● COMPLETE THE FOLLOWING
1. According to the abstract on implementing an integrated geriatric care model, how many physicians took part in the interviews and the focus group discussion?
2. Condense the paragraph of the abstract on the integrated geriatric care model that begins "Background: Managed care is a strategy" into a short bulleted list that keeps its main facts.
3. Resume the abstract on the integrated geriatric care model from the point where it stops.

● SELECTED EXTRACT
┄┄┄┄┄┄┄┄┄┄
Implementing an Integrated Geriatric Care Model from the Perspective of Family Practitioners
DOI: 10.3238/zfa.2013.0016-0022german translation / full article
Background: Managed care is a strategy used to counteract the disintegration of functions and services in healthcare systems. Despite the demonstrated political will to put such models into practice in Germany, barriers to their implementation could not be surmounted in recent years. One reason for this, which should be considered, is that implementation of these models would require changes in routine practice. The present formative evaluation project examined the feasibility of an integrated geriatric care model from the view of family practitioners.
Methods: Face-to-face interviews and a focus group discussion were conducted at different points during the project with the physicians (N = 34) participating in the integrated care program. All interviews and the focus group discussion were digitally recorded, transcribed and thematically coded using the grounded theory approach.
┄┄┄┄┄┄┄┄┄┄
● EXCERPTED DATA
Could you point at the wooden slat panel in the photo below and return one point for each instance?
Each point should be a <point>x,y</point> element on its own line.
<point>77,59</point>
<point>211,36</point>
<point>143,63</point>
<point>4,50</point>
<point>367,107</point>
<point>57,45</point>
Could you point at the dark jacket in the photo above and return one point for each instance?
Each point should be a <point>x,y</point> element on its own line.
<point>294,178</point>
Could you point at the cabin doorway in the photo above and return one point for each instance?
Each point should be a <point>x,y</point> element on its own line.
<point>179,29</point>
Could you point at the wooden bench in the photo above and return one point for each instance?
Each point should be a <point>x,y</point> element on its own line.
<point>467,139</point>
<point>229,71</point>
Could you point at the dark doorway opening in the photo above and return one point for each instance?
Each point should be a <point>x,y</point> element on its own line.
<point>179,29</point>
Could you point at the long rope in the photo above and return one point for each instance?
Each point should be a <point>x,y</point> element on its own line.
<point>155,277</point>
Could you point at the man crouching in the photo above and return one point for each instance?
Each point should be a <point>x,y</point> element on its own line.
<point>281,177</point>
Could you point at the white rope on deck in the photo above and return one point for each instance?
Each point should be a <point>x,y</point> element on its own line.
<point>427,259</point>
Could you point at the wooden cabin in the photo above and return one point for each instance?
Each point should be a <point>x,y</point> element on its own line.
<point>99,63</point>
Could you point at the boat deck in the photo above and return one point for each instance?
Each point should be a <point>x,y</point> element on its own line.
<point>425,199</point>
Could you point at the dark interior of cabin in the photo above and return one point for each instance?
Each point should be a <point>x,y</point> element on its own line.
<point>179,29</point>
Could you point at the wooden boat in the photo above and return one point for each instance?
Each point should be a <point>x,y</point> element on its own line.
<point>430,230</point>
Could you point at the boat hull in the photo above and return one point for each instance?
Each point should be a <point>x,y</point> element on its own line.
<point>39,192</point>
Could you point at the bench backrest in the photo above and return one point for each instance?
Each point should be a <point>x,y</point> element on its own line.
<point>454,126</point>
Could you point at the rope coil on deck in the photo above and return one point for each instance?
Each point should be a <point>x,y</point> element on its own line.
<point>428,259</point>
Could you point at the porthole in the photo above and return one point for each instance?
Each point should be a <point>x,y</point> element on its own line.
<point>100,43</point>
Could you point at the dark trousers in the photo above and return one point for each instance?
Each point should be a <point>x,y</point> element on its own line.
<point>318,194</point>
┄┄┄┄┄┄┄┄┄┄
● RESULTS FOR EACH TASK
1. Thirty-four physicians participating in the integrated care program took part.

2.
- Managed care counteracts the disintegration of functions and services in healthcare systems.
- Despite political will in Germany, barriers to implementing such models have not been overcome in recent years.
- One possible reason is that these models would require changes in routine practice.
- This formative evaluation examined whether an integrated geriatric care model is feasible from the perspective of family practitioners.

3.
Results: At the beginning of the project, the surveyed physicians (n = 3) cited their overall burden of work as the reason for their limited participation in the program. In addition, it became apparent that the target enrollment population of elderly insured patients was not sufficiently informed about the program. This problem was also discussed in the focus group (n = 6) one year later. The physicians also claimed that additional assistance was needed with enrolling patients in the program – even though an enrollment nurse position had been created during the project to lighten the burden of work. At the end of the project, the physicians (n = 3) actively participating in the program stressed the need for reminders and exchanges with colleagues to successfully put the model into practice.
Conclusions: Successful implementation of an integrated care model requires that physicians willing to participate in the program and those working in their practice make changes to their routine practice. This could not be achieved during this project through monetary incentives and the support of an enrollment nurse alone. Continuous support of the participating family practitioners provided in the form of academic detailing could contribute to successful model implementation.